*WHAT THE EXERCISE ASKS*
Reproduce the lines of every entry, substituting "text query" for "textual query" and leaving everything else unchanged.

BEGIN RECORDED INFORMATION

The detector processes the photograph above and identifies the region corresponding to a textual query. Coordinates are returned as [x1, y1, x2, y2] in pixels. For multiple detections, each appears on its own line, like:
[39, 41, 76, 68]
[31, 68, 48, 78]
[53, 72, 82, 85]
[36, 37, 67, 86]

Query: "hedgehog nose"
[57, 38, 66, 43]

END RECORDED INFORMATION

*WORKED SOLUTION*
The detector processes the photograph above and identifies the region corresponding to a text query. Coordinates are returned as [x1, y1, x2, y2] in pixels. For multiple detections, each appears on its own line, like:
[39, 41, 76, 68]
[31, 68, 48, 78]
[53, 72, 82, 85]
[36, 37, 67, 86]

Query: "hedgehog nose"
[57, 38, 66, 43]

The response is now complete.